§ **Entries provided**:

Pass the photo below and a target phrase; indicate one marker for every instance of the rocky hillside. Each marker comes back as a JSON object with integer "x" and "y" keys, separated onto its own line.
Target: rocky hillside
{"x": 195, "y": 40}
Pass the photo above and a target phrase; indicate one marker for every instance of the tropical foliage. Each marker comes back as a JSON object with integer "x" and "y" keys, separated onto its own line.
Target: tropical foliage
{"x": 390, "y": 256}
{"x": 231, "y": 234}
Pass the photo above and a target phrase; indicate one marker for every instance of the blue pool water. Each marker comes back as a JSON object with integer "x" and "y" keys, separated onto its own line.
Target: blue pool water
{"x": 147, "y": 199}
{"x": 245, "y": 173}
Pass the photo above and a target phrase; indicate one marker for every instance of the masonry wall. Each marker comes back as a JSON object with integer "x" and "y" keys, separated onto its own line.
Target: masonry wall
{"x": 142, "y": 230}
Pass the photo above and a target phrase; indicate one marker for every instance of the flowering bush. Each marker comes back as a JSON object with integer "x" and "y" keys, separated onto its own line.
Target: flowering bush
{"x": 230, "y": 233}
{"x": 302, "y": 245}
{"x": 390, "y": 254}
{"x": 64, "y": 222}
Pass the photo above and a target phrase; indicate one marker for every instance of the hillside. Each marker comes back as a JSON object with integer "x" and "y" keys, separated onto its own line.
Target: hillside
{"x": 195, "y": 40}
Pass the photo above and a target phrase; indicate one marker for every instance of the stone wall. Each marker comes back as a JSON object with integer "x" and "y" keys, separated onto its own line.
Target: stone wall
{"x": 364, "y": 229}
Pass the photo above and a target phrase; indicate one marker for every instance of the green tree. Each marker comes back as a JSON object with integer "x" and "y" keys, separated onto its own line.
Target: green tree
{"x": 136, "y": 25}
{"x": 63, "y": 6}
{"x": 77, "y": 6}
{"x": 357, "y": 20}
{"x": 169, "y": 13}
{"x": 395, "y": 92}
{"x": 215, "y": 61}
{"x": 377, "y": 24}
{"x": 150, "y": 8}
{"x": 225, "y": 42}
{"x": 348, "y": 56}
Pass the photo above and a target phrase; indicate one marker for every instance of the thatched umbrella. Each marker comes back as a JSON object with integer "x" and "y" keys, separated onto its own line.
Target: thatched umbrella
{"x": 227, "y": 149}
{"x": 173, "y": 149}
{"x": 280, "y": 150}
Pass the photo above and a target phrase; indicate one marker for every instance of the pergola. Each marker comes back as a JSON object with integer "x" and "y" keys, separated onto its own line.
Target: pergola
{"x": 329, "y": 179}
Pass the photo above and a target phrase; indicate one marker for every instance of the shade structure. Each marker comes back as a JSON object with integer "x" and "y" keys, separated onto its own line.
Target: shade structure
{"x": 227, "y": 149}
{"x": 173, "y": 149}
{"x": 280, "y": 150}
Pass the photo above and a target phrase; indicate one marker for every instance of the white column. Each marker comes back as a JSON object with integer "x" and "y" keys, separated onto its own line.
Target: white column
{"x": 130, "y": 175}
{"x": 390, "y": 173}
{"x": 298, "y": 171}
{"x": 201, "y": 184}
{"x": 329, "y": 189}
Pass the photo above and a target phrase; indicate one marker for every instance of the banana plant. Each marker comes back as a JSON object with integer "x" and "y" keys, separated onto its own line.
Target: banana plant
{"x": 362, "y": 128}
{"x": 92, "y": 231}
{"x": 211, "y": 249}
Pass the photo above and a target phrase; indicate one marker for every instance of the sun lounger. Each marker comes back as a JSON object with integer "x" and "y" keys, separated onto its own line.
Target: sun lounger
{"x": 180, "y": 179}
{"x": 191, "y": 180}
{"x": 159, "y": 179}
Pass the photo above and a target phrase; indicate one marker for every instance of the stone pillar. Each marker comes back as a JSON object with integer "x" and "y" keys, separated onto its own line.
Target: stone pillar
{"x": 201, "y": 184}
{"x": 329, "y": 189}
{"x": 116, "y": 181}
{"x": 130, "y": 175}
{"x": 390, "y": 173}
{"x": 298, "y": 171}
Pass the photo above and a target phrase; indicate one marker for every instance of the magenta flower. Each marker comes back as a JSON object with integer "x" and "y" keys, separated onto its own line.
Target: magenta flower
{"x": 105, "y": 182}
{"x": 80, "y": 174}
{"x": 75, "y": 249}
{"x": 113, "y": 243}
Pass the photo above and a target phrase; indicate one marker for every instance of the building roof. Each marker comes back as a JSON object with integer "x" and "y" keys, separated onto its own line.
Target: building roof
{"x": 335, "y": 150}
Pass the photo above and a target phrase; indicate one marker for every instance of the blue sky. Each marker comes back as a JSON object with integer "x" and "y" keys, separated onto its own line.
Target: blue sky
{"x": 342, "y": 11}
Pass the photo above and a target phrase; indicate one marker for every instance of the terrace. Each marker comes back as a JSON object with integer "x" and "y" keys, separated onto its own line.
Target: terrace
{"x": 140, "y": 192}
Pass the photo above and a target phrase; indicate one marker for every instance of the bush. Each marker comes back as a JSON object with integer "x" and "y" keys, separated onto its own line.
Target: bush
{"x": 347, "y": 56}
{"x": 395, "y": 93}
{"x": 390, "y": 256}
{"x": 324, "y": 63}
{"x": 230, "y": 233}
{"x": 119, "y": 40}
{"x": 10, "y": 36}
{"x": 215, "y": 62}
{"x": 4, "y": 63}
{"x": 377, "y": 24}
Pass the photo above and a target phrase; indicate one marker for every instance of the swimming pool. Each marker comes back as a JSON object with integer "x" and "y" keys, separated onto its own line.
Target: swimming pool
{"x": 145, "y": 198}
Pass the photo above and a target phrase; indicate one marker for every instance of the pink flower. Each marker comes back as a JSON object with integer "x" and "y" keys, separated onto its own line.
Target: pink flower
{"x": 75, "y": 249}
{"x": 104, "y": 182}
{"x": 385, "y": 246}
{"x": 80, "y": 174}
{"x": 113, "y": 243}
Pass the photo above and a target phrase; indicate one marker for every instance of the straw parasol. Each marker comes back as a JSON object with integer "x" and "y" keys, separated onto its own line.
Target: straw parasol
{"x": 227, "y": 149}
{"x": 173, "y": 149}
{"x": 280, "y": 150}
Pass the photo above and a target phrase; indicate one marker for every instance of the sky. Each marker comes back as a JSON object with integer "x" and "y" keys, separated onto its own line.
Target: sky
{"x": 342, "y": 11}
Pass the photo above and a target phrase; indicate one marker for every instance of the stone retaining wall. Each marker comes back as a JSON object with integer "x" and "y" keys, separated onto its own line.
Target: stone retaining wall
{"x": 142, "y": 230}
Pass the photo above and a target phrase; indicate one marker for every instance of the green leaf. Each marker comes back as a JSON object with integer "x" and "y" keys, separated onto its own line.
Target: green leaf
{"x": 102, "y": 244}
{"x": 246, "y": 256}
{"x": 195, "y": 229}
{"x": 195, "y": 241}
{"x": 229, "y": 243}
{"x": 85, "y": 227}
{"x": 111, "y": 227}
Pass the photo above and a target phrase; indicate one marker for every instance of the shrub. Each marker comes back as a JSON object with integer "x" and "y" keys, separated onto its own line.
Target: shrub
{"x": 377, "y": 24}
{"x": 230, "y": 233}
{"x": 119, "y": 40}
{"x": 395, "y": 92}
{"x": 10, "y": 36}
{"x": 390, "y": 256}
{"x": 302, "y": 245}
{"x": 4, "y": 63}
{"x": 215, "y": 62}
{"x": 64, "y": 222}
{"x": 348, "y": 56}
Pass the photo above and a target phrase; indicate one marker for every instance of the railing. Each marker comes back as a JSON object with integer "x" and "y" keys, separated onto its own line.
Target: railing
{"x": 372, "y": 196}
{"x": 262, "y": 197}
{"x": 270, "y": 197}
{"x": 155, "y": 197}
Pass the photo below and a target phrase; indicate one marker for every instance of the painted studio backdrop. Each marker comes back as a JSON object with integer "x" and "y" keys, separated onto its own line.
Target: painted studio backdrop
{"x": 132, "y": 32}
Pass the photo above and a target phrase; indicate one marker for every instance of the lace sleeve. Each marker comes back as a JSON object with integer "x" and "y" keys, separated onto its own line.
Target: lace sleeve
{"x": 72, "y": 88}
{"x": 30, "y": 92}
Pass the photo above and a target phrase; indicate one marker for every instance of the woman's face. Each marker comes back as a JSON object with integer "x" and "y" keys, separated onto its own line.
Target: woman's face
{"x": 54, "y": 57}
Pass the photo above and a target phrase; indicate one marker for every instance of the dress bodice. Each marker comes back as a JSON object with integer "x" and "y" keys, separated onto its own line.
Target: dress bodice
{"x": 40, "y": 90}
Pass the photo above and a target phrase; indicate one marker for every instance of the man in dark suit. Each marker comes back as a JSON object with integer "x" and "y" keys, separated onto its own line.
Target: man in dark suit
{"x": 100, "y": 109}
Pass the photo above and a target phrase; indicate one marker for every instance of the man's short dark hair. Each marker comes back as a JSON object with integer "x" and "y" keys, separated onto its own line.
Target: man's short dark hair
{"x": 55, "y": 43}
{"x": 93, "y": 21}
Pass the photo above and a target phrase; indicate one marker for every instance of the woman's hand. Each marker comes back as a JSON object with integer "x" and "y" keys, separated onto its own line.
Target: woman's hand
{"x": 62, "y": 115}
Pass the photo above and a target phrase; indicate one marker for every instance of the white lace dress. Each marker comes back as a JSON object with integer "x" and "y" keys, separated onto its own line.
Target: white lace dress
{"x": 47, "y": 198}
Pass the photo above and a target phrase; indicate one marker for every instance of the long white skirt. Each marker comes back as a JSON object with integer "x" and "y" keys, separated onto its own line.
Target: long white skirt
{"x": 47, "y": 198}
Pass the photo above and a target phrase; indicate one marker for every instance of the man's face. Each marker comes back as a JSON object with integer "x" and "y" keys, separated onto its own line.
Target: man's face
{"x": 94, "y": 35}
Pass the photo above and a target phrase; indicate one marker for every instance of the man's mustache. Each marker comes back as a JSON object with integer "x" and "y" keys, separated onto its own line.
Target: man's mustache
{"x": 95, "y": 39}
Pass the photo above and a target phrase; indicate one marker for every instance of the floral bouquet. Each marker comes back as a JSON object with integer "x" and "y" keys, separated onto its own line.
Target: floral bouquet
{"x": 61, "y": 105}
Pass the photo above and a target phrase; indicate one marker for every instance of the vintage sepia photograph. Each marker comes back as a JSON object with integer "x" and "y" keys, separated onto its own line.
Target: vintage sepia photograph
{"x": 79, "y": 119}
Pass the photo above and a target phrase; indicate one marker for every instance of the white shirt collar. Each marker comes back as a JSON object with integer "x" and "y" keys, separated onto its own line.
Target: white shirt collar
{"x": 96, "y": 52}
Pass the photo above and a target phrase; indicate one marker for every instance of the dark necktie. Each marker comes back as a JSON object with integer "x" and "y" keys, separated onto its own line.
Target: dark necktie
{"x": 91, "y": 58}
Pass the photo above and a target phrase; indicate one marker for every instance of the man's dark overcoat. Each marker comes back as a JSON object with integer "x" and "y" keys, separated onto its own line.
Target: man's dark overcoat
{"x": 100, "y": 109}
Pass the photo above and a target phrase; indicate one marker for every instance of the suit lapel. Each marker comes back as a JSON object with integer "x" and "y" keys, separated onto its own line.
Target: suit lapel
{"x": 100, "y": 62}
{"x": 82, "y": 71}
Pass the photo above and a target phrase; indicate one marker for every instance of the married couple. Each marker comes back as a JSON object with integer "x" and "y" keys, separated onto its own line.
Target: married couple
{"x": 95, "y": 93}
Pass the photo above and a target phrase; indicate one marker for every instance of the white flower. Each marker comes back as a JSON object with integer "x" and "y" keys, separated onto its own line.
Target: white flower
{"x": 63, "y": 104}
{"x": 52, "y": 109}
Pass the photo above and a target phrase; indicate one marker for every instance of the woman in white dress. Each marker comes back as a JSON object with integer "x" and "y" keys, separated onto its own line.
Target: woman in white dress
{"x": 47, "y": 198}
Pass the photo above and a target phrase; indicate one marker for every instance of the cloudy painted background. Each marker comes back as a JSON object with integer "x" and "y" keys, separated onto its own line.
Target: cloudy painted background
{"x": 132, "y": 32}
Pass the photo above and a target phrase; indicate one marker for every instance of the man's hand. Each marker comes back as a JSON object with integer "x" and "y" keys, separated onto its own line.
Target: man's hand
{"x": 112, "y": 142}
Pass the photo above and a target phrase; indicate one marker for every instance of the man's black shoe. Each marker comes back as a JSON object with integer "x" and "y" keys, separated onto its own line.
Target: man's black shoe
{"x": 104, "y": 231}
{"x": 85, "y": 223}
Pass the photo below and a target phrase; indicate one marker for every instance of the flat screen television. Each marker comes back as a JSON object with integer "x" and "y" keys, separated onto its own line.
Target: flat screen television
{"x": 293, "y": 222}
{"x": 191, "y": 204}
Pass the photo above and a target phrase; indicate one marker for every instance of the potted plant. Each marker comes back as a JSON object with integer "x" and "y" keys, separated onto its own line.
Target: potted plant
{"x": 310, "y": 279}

§ **Task**: Give again only the lines of the material above that run from the one with "the woman in" through the end, both included, exactly as they appear.

§ **Worked answer**:
Pass the photo above and a target phrase; indicate one marker for every instance of the woman in white dress. Each marker comes back as a JSON object with integer "x" and "y" keys, separated onto its own line.
Target: woman in white dress
{"x": 47, "y": 198}
Pass the photo above and a target phrase; indicate one marker for every instance of the cloudy painted background. Each marker comes back as a JSON object with integer "x" and "y" keys, separated onto its own line.
Target: cloudy painted background
{"x": 132, "y": 32}
Pass the photo above and a target phrase; indicate one marker for every instance of the man's hand. Each marker comes back as a JSON object with integer "x" and "y" keys, separated onto its own line.
Target: man's hand
{"x": 112, "y": 142}
Pass the photo above and a target phrase; indicate one marker for every instance of the man's black shoe. Each marker comes back as a JSON object with integer "x" and "y" keys, separated onto its own line.
Target: man's black shoe
{"x": 104, "y": 231}
{"x": 85, "y": 223}
Pass the photo below and a target phrase; indicate one marker for every instance of the flat screen television. Each marker comes back as a JSON object with integer "x" and "y" keys, separated onto its own line.
Target: flat screen television
{"x": 293, "y": 222}
{"x": 191, "y": 204}
Pass the photo above and a target phrase; indicate one marker for every instance of the potted plant. Each marker comes back as a JSON object with integer "x" and "y" keys, separated onto its own line.
Target: potted plant
{"x": 310, "y": 279}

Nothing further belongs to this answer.